DATA TO PROCESS:

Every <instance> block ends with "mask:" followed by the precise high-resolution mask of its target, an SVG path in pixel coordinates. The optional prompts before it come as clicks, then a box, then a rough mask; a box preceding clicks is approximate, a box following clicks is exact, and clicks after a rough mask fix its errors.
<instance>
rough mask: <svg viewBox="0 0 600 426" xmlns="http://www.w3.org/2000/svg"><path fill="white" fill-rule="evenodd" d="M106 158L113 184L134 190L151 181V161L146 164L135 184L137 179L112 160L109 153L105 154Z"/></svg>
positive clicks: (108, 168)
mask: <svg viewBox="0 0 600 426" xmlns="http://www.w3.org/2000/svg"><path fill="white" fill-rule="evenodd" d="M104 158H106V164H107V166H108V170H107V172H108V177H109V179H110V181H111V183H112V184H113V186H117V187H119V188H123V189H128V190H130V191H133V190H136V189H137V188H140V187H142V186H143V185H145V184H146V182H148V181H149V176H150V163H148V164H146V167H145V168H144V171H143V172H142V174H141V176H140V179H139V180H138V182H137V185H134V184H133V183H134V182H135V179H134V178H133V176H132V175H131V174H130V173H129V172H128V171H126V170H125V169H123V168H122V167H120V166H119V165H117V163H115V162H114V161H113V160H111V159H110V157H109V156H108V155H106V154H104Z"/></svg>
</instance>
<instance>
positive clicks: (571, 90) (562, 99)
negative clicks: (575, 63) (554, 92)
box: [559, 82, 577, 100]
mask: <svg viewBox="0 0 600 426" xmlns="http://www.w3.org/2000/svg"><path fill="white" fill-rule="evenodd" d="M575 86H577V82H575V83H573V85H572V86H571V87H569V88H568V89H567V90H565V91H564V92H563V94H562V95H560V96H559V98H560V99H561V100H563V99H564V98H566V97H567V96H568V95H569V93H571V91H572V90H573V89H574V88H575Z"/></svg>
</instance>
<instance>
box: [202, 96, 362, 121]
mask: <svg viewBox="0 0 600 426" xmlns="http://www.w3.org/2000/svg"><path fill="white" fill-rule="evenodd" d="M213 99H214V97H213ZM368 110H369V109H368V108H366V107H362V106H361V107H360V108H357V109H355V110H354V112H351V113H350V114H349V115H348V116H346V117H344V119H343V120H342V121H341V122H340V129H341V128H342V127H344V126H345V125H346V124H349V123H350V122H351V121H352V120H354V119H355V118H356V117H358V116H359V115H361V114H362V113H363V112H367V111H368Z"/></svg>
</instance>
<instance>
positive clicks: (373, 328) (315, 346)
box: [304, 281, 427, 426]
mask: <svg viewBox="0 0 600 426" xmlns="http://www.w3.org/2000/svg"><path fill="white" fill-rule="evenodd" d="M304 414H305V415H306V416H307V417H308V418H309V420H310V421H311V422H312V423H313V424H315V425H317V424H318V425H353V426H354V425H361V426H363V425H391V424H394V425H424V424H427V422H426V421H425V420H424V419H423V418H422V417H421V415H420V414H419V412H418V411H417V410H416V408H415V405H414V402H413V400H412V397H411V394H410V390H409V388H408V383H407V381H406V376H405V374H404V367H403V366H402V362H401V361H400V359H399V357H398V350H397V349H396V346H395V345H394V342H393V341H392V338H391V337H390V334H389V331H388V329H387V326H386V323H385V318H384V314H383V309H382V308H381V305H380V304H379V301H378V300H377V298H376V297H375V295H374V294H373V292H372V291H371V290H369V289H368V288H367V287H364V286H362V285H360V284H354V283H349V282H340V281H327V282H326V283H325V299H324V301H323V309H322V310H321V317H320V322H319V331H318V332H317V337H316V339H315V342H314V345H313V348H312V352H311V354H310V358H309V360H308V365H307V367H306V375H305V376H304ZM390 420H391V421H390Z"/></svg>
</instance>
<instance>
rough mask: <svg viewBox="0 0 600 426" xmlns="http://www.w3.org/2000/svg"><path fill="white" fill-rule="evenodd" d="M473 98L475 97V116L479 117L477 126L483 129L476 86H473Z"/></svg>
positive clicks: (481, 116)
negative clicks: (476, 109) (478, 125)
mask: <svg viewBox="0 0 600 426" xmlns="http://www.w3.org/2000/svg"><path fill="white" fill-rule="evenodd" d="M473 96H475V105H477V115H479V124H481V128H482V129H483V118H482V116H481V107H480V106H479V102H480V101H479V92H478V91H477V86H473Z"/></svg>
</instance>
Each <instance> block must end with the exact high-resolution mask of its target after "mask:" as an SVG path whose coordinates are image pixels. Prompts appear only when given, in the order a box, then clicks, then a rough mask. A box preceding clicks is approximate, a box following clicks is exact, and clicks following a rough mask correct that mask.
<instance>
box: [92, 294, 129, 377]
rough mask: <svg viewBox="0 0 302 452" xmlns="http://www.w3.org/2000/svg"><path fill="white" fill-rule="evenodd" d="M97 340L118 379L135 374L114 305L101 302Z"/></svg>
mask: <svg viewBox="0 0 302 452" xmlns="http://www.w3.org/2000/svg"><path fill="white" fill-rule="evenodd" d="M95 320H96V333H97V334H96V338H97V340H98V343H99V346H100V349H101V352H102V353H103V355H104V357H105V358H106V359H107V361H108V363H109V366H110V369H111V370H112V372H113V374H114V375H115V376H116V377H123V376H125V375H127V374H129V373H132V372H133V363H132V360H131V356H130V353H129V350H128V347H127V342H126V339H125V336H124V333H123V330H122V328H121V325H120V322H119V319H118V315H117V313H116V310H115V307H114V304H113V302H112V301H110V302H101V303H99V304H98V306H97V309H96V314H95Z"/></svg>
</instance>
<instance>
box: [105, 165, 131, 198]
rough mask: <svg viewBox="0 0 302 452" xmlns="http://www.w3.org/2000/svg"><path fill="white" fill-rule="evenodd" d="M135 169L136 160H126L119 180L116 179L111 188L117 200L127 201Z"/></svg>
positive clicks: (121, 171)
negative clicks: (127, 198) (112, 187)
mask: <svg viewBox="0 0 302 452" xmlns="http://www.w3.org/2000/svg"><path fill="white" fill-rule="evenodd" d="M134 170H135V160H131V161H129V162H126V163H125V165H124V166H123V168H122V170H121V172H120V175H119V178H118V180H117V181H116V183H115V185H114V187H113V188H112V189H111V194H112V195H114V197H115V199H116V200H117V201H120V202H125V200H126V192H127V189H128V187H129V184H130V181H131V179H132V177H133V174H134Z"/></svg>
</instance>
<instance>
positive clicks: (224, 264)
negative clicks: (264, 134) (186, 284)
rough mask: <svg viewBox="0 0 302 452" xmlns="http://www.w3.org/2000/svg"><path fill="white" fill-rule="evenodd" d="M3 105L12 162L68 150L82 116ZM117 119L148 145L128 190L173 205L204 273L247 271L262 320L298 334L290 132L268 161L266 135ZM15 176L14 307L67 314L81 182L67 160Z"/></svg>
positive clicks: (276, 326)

WHAT NEEDS TO BE DONE: Every line in the records has to be written out again exactly.

EXERCISE SOLUTION:
Every <instance> block ends with "mask:" followed by the precise high-resolution mask of its target, an SVG path in pixel coordinates. The optional prompts before it come as clicks, then a box, then a rough mask; a box preceding clicks is approximate, a box following clicks is exact, and clicks after a rough mask fix its errors.
<instance>
rough mask: <svg viewBox="0 0 600 426" xmlns="http://www.w3.org/2000/svg"><path fill="white" fill-rule="evenodd" d="M106 158L113 184L134 190L151 181V161L146 164L135 184L137 179L112 160L109 153L105 154Z"/></svg>
positive clicks: (108, 168)
mask: <svg viewBox="0 0 600 426" xmlns="http://www.w3.org/2000/svg"><path fill="white" fill-rule="evenodd" d="M104 158H106V164H107V166H108V170H107V172H108V177H109V179H110V181H111V183H112V184H113V186H117V187H119V188H123V189H128V190H130V191H133V190H136V189H137V188H140V187H142V186H143V185H145V184H146V182H148V181H149V176H150V163H148V164H146V167H145V168H144V171H143V172H142V174H141V176H140V179H139V180H138V182H137V185H134V184H133V183H134V182H135V179H134V178H133V176H132V175H131V174H130V173H129V172H128V171H126V170H125V169H123V168H122V167H120V166H119V165H117V163H115V162H114V161H113V160H111V159H110V157H109V156H108V155H106V154H104Z"/></svg>
</instance>
<instance>
positive clicks: (571, 90) (562, 99)
negative clicks: (575, 63) (554, 92)
box: [559, 82, 577, 100]
mask: <svg viewBox="0 0 600 426" xmlns="http://www.w3.org/2000/svg"><path fill="white" fill-rule="evenodd" d="M575 86H577V82H575V83H573V85H572V86H571V87H569V88H568V89H567V90H565V91H564V92H563V94H562V95H560V96H559V98H560V99H561V100H563V99H564V98H566V97H567V96H568V95H569V93H571V91H572V90H573V89H574V88H575Z"/></svg>
</instance>
<instance>
box: [202, 96, 362, 121]
mask: <svg viewBox="0 0 600 426" xmlns="http://www.w3.org/2000/svg"><path fill="white" fill-rule="evenodd" d="M213 99H214V97H213ZM368 110H369V109H368V108H366V107H362V106H361V107H360V108H357V109H355V110H354V112H351V113H350V114H349V115H348V116H346V117H344V119H343V120H342V121H341V122H340V129H341V128H342V127H344V126H345V125H346V124H349V123H350V122H351V121H352V120H354V119H355V118H356V117H358V116H359V115H361V114H362V113H363V112H367V111H368Z"/></svg>
</instance>
<instance>
positive clicks: (373, 328) (315, 346)
box: [304, 281, 427, 426]
mask: <svg viewBox="0 0 600 426" xmlns="http://www.w3.org/2000/svg"><path fill="white" fill-rule="evenodd" d="M304 414H305V415H306V416H307V417H308V418H309V420H310V421H311V422H312V423H313V424H315V425H317V424H318V425H353V426H354V425H361V426H363V425H391V424H394V425H424V424H427V422H426V421H425V420H424V419H423V418H422V417H421V415H420V414H419V412H418V411H417V410H416V408H415V405H414V402H413V400H412V397H411V394H410V390H409V388H408V383H407V381H406V376H405V374H404V367H403V366H402V362H401V361H400V359H399V357H398V350H397V349H396V346H395V345H394V342H393V341H392V338H391V337H390V334H389V331H388V329H387V326H386V323H385V318H384V314H383V309H382V308H381V305H380V304H379V301H378V300H377V298H376V297H375V295H374V294H373V292H372V291H371V290H369V289H368V288H367V287H364V286H362V285H360V284H354V283H349V282H340V281H327V282H326V283H325V299H324V301H323V309H322V310H321V317H320V322H319V331H318V332H317V337H316V339H315V342H314V345H313V348H312V352H311V354H310V358H309V360H308V365H307V367H306V375H305V376H304ZM390 420H391V421H390Z"/></svg>
</instance>
<instance>
rough mask: <svg viewBox="0 0 600 426" xmlns="http://www.w3.org/2000/svg"><path fill="white" fill-rule="evenodd" d="M473 98L475 97V116L479 117L477 126L483 129L476 86H473Z"/></svg>
positive clicks: (481, 116)
negative clicks: (476, 109) (478, 125)
mask: <svg viewBox="0 0 600 426" xmlns="http://www.w3.org/2000/svg"><path fill="white" fill-rule="evenodd" d="M473 96H475V105H477V115H479V124H481V128H482V129H483V118H482V116H481V107H480V106H479V102H480V101H479V92H478V91H477V86H473Z"/></svg>
</instance>
Each <instance> block must end with the exact high-resolution mask of its target after "mask:" as an SVG path whose coordinates are image pixels. Prompts appear only when given, in the order a box, then clicks, then a rough mask. A box preceding clicks is approximate, a box following clicks is exact, and clicks following a rough mask correct that mask.
<instance>
box: [92, 294, 129, 377]
rough mask: <svg viewBox="0 0 302 452" xmlns="http://www.w3.org/2000/svg"><path fill="white" fill-rule="evenodd" d="M97 340L118 379L135 374L114 305L101 302Z"/></svg>
mask: <svg viewBox="0 0 302 452" xmlns="http://www.w3.org/2000/svg"><path fill="white" fill-rule="evenodd" d="M95 320H96V333H97V334H96V338H97V340H98V343H99V346H100V349H101V352H102V353H103V355H104V357H105V358H106V359H107V361H108V363H109V366H110V369H111V370H112V372H113V374H114V375H115V376H116V377H123V376H125V375H127V374H129V373H132V372H133V363H132V360H131V356H130V353H129V350H128V347H127V342H126V339H125V336H124V333H123V330H122V328H121V325H120V322H119V319H118V315H117V313H116V310H115V307H114V304H113V302H112V301H110V302H101V303H99V304H98V306H97V309H96V314H95Z"/></svg>
</instance>
<instance>
box: [105, 165, 131, 198]
rough mask: <svg viewBox="0 0 302 452" xmlns="http://www.w3.org/2000/svg"><path fill="white" fill-rule="evenodd" d="M135 169L136 160H126L119 180L116 179L111 188L117 200L127 201Z"/></svg>
positive clicks: (121, 171)
negative clicks: (127, 198) (112, 187)
mask: <svg viewBox="0 0 302 452" xmlns="http://www.w3.org/2000/svg"><path fill="white" fill-rule="evenodd" d="M134 170H135V160H131V161H129V162H126V163H125V165H124V166H123V168H122V170H121V172H120V175H119V178H118V180H117V181H116V183H115V185H114V187H113V188H112V189H111V194H112V195H114V197H115V199H116V200H117V201H120V202H125V200H126V192H127V189H128V187H129V184H130V181H131V179H132V177H133V174H134Z"/></svg>
</instance>
<instance>
positive clicks: (224, 264)
negative clicks: (264, 134) (186, 284)
rough mask: <svg viewBox="0 0 302 452" xmlns="http://www.w3.org/2000/svg"><path fill="white" fill-rule="evenodd" d="M3 105L12 162L68 150L82 116ZM117 119L148 145L128 190L173 205L204 273L247 271L262 320L298 334L290 132L268 161L266 135ZM15 176L14 307L67 314L81 182L67 160Z"/></svg>
positive clicks: (276, 326)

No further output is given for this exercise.